#### [Textauszug]

Eine staatliche Schlecker-Rettung zum Beispiel wäre ein Totalausfall gewesen. Aber auch die permanente Diskussion um die Höhe der Hartz-IV-Sätze und die vermeintliche Erfordernis einer weiteren Stütze sowie die Art und Weise, wie besprochen wird, dass man jemandem etwas wegnehmen müsse, um es anderen zu geben, befremdet mich sehr.
Ich möchte einen Vergleich zu meinen zahlreichen US-amerikanischen Kollegen und Freunden ziehen. Diese nämlich schütteln häufig den Kopf, wenn ich darüber spreche, wie es bei uns hierzulande in Sachen Staatsversorgung zugeht. Zugegeben, auch in den USA ist nicht alles zum Besten. Und, ja, ich möchte viele Vorteile in Deutschland nicht missen, aber müssen wir es denn wirklich hinnehmen, dass Freiheit und Mut immer weniger Wert zu werden scheinen? Eine US-Amerikanerin fragte mich einmal „Is that what you have in Germany called Socialism?“ – Bitte sehr.

#### [Datenabschnitt]
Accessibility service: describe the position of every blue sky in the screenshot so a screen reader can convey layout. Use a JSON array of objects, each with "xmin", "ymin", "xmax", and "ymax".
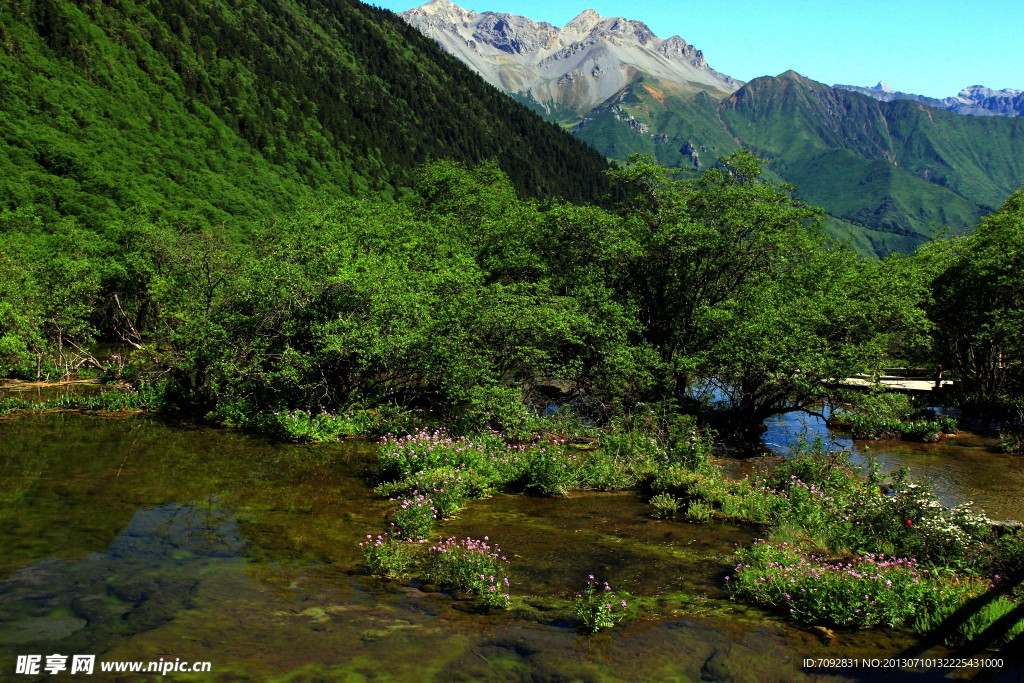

#### [Ziele]
1. Was wäre laut dem Textauszug über Staatsversorgung eine staatliche Schlecker-Rettung gewesen?
2. Führe den Textauszug über Staatsversorgung in Deutschland nach seinem letzten Satz weiter.

#### [Gelöste Aufgaben]
1. Ein Totalausfall.

2.
Lassen Sie uns als Unternehmer, als Bürger, als diejenigen, die diesen unseren Staat mit Leben füllen, nicht müde werden, für die vielen, vielen Vorzüge der Freiheit zu werben und lassen Sie uns vieles tun, um zu verdeutlichen, dass Leitplanken nur rechts und links zu sein brauchen und nicht auch vorne, hinten, oben und unten.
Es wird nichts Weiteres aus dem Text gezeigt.